- [Document text]:
• • •

# Twins!!



## Shazzles (Apr 28, 2012)

:leap: 








Boy at back girl at teat!









Just missed the birth so waiting to see if there is one more in there.


----------



## DavyHollow (Jul 14, 2011)

Yay! Congrats! WOOHOO!! Finally Kisses did it!!  

Congrats a thousand times over!!


----------



## mmiller (Apr 3, 2012)

Congrats on your new babies!! :clap: :clap:


----------



## freedomstarfarm (Mar 25, 2011)

Congrats!! :stars:


----------



## ThreeHavens (Oct 20, 2011)

Whoo hooooo!!  What a blessing that things went so well!! Congrats on the two new stunning babies  :stars: :stars:


----------



## Shazzles (Apr 28, 2012)

• • •

- [Record excerpts]:
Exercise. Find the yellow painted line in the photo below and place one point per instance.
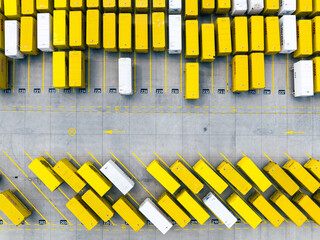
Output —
(50, 157)
(133, 175)
(161, 160)
(95, 159)
(73, 159)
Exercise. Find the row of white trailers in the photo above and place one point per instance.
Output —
(154, 213)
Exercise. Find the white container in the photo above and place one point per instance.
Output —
(219, 210)
(174, 6)
(303, 78)
(238, 7)
(287, 7)
(255, 7)
(12, 39)
(175, 40)
(44, 35)
(118, 178)
(288, 34)
(125, 76)
(155, 216)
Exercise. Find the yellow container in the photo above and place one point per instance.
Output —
(77, 30)
(141, 6)
(125, 5)
(304, 37)
(98, 204)
(316, 34)
(302, 175)
(110, 32)
(94, 178)
(288, 208)
(304, 8)
(210, 176)
(125, 32)
(94, 4)
(267, 210)
(43, 170)
(256, 34)
(192, 206)
(28, 7)
(308, 206)
(109, 5)
(237, 180)
(141, 33)
(12, 9)
(223, 6)
(208, 51)
(254, 173)
(192, 38)
(68, 172)
(186, 176)
(82, 212)
(45, 6)
(163, 176)
(240, 73)
(159, 5)
(223, 36)
(207, 6)
(158, 32)
(244, 210)
(239, 28)
(77, 69)
(28, 35)
(60, 70)
(272, 36)
(191, 81)
(3, 71)
(129, 213)
(60, 29)
(93, 29)
(172, 208)
(281, 178)
(13, 208)
(256, 71)
(313, 166)
(191, 9)
(62, 4)
(77, 5)
(270, 7)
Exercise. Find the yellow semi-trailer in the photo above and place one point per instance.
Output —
(244, 210)
(13, 208)
(235, 178)
(98, 204)
(43, 170)
(267, 210)
(173, 209)
(191, 81)
(68, 172)
(82, 212)
(301, 175)
(254, 173)
(186, 176)
(288, 208)
(129, 213)
(163, 176)
(77, 69)
(28, 35)
(77, 30)
(60, 70)
(281, 178)
(94, 178)
(192, 206)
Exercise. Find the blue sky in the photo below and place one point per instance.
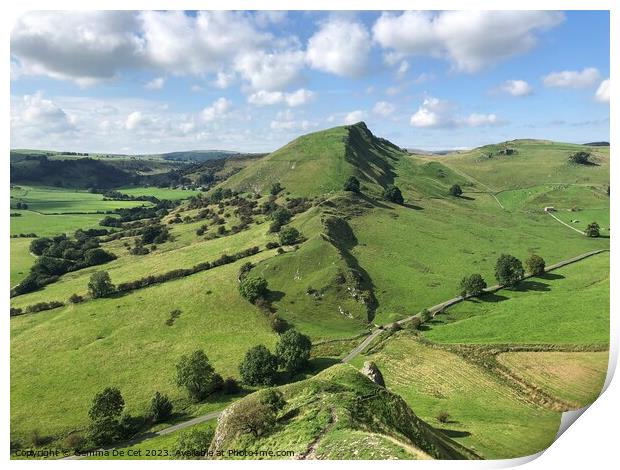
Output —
(150, 82)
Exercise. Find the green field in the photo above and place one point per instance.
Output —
(568, 306)
(576, 377)
(486, 415)
(160, 193)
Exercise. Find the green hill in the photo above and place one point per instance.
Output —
(338, 414)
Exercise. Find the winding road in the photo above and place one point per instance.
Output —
(352, 354)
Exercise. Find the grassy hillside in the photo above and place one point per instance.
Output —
(570, 305)
(339, 413)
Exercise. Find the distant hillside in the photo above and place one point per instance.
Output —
(320, 162)
(339, 413)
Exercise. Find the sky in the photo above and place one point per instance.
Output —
(151, 82)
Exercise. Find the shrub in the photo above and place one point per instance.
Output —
(443, 417)
(508, 270)
(253, 288)
(472, 285)
(455, 190)
(293, 350)
(393, 194)
(593, 230)
(196, 374)
(161, 407)
(352, 184)
(100, 285)
(259, 366)
(535, 265)
(193, 443)
(289, 236)
(76, 299)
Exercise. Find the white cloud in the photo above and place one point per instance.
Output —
(354, 117)
(383, 108)
(572, 78)
(516, 88)
(471, 40)
(269, 98)
(602, 92)
(437, 113)
(155, 84)
(340, 47)
(219, 108)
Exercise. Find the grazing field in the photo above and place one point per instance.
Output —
(160, 193)
(125, 342)
(21, 259)
(61, 201)
(576, 377)
(567, 306)
(485, 414)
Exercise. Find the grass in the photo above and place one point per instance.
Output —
(576, 377)
(568, 306)
(57, 201)
(160, 193)
(125, 342)
(486, 415)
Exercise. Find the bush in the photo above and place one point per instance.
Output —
(289, 236)
(161, 407)
(196, 374)
(352, 184)
(393, 194)
(508, 270)
(472, 285)
(293, 350)
(193, 443)
(76, 299)
(443, 417)
(593, 230)
(455, 190)
(535, 265)
(100, 285)
(253, 288)
(259, 366)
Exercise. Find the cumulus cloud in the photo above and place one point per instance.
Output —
(602, 92)
(572, 78)
(471, 40)
(218, 109)
(516, 88)
(383, 108)
(354, 117)
(269, 98)
(340, 47)
(438, 113)
(155, 84)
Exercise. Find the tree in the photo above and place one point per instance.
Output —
(393, 194)
(455, 190)
(593, 230)
(161, 407)
(100, 285)
(276, 188)
(193, 443)
(289, 236)
(352, 184)
(108, 403)
(259, 366)
(535, 265)
(508, 270)
(253, 288)
(196, 374)
(293, 350)
(472, 285)
(581, 158)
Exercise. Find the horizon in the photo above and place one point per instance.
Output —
(125, 82)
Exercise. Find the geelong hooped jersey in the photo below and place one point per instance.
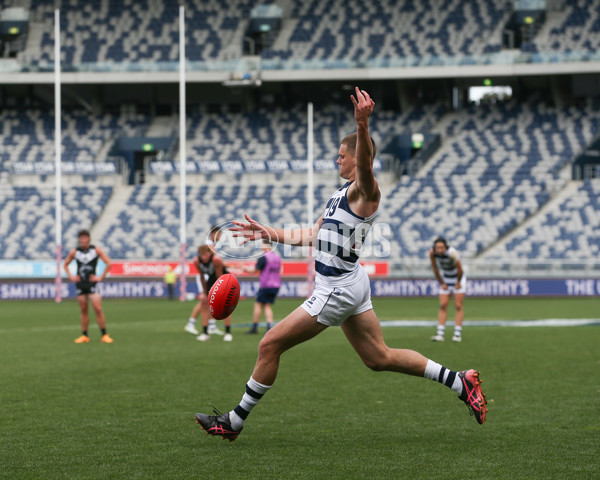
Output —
(447, 265)
(341, 237)
(86, 262)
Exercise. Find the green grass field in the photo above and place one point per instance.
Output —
(125, 410)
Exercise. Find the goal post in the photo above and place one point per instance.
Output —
(57, 159)
(182, 158)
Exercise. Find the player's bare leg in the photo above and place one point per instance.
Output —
(205, 315)
(190, 326)
(84, 316)
(268, 315)
(458, 316)
(296, 328)
(257, 310)
(363, 331)
(96, 301)
(84, 319)
(227, 337)
(442, 318)
(364, 334)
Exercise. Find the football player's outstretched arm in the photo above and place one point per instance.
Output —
(365, 178)
(253, 230)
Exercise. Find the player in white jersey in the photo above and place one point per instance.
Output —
(342, 295)
(448, 271)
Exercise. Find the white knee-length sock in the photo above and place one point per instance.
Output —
(254, 392)
(437, 372)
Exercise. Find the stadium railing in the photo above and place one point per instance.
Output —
(498, 58)
(508, 268)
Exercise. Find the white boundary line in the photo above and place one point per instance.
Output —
(546, 322)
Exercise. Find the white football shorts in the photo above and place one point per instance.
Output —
(451, 289)
(332, 305)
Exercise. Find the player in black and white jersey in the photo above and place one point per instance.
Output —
(448, 271)
(190, 327)
(86, 255)
(342, 294)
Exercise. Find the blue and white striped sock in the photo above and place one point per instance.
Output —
(254, 392)
(450, 378)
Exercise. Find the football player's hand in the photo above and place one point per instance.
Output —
(363, 105)
(249, 230)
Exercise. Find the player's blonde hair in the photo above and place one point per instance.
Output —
(204, 249)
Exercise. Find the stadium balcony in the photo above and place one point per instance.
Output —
(106, 31)
(576, 31)
(27, 218)
(568, 230)
(497, 167)
(28, 134)
(281, 134)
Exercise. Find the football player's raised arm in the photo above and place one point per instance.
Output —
(365, 179)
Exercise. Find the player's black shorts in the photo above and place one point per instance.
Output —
(85, 288)
(267, 295)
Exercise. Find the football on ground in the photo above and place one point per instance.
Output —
(223, 296)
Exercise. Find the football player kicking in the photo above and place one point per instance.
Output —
(342, 294)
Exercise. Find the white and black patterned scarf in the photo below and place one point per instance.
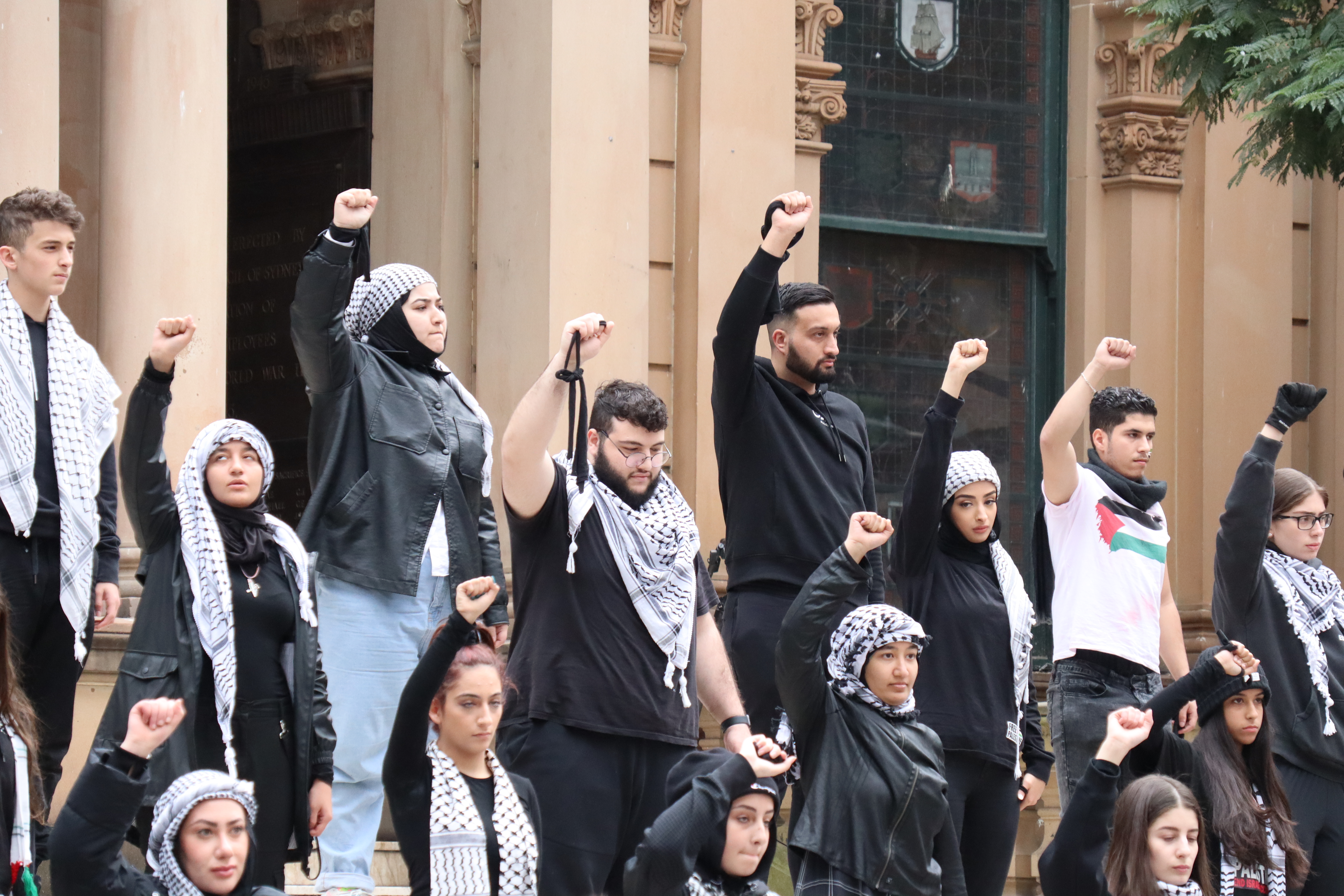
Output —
(208, 565)
(1315, 604)
(655, 549)
(370, 300)
(458, 859)
(84, 422)
(974, 467)
(171, 811)
(1273, 875)
(853, 643)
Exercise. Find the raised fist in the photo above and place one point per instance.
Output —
(171, 338)
(1115, 354)
(1294, 405)
(354, 209)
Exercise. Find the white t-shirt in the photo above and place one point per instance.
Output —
(1109, 561)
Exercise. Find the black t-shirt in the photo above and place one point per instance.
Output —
(581, 655)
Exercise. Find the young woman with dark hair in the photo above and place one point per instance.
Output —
(466, 825)
(1252, 846)
(226, 621)
(975, 687)
(1147, 843)
(876, 817)
(1273, 594)
(201, 843)
(717, 836)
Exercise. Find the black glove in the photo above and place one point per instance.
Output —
(769, 224)
(1295, 402)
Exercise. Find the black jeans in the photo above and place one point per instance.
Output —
(1319, 820)
(1081, 695)
(983, 797)
(597, 795)
(264, 742)
(44, 644)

• • •

- [Tasks and exercises]:
A) Copy everything in the thread from "Just missed the" down to "thousand times over!!".
B) Select every line of the entries that contains the string "football", matching case exactly.

- [Results for the exercise]:
A)
Just missed the birth so waiting to see if there is one more in there.


----------



## DavyHollow (Jul 14, 2011)

Yay! Congrats! WOOHOO!! Finally Kisses did it!!  

Congrats a thousand times over!!

B)
Exercise. Find the football player's outstretched arm in the photo above and place one point per instance.
Exercise. Find the white football shorts in the photo above and place one point per instance.
Exercise. Find the football player's hand in the photo above and place one point per instance.
Exercise. Find the football player's raised arm in the photo above and place one point per instance.
Exercise. Find the football on ground in the photo above and place one point per instance.
Exercise. Find the football player kicking in the photo above and place one point per instance.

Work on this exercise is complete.